● **Article**:
::::

Description:
At the forefront of interoperability using XML in an Internet environment is the issue of
semantic trans-lation; that is, the ability to properly interpret the elements, attributes,
and values contained in an XML file. In many cases, specific domains have
standardized the way data are represented in XML. When this does not occur, some
type of mediation is required to interpret XML formatted data that does not adhere to
pre-defined semantics. The prototype X-Map was developed to investigate what is
required to mediate semantic interoperability between heterogeneous domains. An
essential component of this system is structural analysis of data representations in the
respective domains. When mediating XML data between similar but non-identical
domains, we cannot rely solely on semantic similarities of tags and/or the data content
of elements to establish associations between related elements, especially over the
Internet. To complement these discovered associations one can attempt to build on
relationships based on the respective domain structures and the position and
relationships of evaluated elements within those structures. For this purpose, the
domains are represented as hierarchical trees in XML syntax; a more general solution
handles arbitrary graphs. A structural analysis algorithm builds on associations
discovered by other analysis, using these associations to aid in discovering further links
that could not have been discovered by purely static examination of the elements and
their aggregate content. A number of methodologies are presented by which the
algorithm maximizes the number of relevant mappings or associations derived from the
XML structures. The paper concludes with comparative results obtained using these
three methodologies.

::::

● **Supplied records**:
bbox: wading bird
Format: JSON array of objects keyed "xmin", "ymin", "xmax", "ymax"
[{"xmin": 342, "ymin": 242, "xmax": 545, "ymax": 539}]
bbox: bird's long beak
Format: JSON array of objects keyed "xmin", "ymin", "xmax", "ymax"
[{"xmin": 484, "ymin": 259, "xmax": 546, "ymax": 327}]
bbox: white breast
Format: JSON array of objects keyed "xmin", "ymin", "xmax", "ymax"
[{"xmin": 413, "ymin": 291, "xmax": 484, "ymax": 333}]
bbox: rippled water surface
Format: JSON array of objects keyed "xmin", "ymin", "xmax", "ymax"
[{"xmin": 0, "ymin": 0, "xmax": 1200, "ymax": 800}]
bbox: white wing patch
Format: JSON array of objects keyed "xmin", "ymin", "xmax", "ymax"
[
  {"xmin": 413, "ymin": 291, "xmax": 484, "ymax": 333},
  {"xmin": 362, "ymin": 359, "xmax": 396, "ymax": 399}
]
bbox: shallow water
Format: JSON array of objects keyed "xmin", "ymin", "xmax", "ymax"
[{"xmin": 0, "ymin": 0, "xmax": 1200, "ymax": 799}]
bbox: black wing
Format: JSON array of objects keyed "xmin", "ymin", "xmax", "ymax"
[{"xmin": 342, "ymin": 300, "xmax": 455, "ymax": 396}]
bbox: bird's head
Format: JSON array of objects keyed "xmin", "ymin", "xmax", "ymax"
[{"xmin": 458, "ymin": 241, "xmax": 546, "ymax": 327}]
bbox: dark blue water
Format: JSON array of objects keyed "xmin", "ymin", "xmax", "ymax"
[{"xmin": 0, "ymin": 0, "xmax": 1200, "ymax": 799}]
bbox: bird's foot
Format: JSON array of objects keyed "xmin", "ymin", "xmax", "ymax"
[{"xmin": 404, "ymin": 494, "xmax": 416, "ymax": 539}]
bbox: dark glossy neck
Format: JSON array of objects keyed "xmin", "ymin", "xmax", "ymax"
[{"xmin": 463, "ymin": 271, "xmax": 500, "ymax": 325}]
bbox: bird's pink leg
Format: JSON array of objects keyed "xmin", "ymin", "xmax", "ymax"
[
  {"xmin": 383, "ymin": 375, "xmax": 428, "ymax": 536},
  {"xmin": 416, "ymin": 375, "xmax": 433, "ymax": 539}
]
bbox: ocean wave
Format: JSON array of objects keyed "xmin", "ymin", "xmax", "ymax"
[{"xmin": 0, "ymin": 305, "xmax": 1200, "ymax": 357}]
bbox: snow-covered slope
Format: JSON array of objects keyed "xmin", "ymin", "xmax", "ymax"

::::

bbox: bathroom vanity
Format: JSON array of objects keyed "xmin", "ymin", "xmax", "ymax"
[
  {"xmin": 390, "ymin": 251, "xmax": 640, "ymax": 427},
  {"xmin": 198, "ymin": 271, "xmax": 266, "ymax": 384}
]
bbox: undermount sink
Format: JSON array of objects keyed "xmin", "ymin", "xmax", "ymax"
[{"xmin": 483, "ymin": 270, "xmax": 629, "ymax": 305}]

::::

● **Given exercise**:
Answer these questions about the X-Map description:
1. What is the purpose of the prototype X-Map?
2. How are the domains represented for the structural analysis?
3. What does a more general solution handle?

● **Result**:
1. It was developed to investigate what is required to mediate semantic interoperability between heterogeneous domains.
2. As hierarchical trees in XML syntax.
3. Arbitrary graphs.